# The problem
Exact transcription of the records is required.

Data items

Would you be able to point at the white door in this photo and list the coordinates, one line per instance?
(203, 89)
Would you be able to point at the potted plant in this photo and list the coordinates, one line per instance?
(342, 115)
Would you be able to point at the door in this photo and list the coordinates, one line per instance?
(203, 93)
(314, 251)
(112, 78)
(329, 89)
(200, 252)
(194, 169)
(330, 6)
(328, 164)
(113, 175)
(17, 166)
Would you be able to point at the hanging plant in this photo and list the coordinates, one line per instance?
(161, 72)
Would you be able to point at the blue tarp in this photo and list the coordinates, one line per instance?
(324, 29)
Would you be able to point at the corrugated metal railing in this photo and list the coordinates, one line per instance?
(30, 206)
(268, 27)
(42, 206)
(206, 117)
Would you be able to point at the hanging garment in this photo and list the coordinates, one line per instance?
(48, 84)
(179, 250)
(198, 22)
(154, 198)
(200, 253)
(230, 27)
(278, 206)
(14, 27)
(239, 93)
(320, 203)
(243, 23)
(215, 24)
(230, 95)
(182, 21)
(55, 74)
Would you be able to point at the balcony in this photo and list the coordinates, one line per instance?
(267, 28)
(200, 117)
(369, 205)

# Exercise response
Would you be able to point at the white door in this photo and list the coordinates, one line per instance?
(203, 89)
Would you be able to point at the potted plant in this photo and list the coordinates, one line per instance?
(342, 115)
Would you be able to point at the door in this photo and list the coordinates, one line per instance?
(203, 93)
(314, 251)
(112, 78)
(329, 89)
(200, 252)
(194, 169)
(330, 6)
(328, 164)
(113, 175)
(17, 166)
Would you be able to point at the hanging plant in this photo and list the coordinates, one line per instance?
(161, 72)
Would you be able to point at the blue tarp in this photo and list the coordinates, one line per instance?
(324, 29)
Would you be able to point at the corrugated metal railing in this photo and list the coordinates, one line per instance?
(30, 206)
(268, 27)
(42, 206)
(206, 117)
Would you be able to point at the hanging garment in this photo and list the coordinates, one line per instance?
(48, 84)
(179, 250)
(198, 22)
(154, 198)
(200, 253)
(230, 27)
(278, 206)
(14, 27)
(239, 93)
(320, 203)
(243, 23)
(215, 24)
(230, 95)
(182, 21)
(55, 74)
Would you be able to point at the balcony in this photo and list the coordinates, one line per instance?
(267, 28)
(200, 117)
(369, 205)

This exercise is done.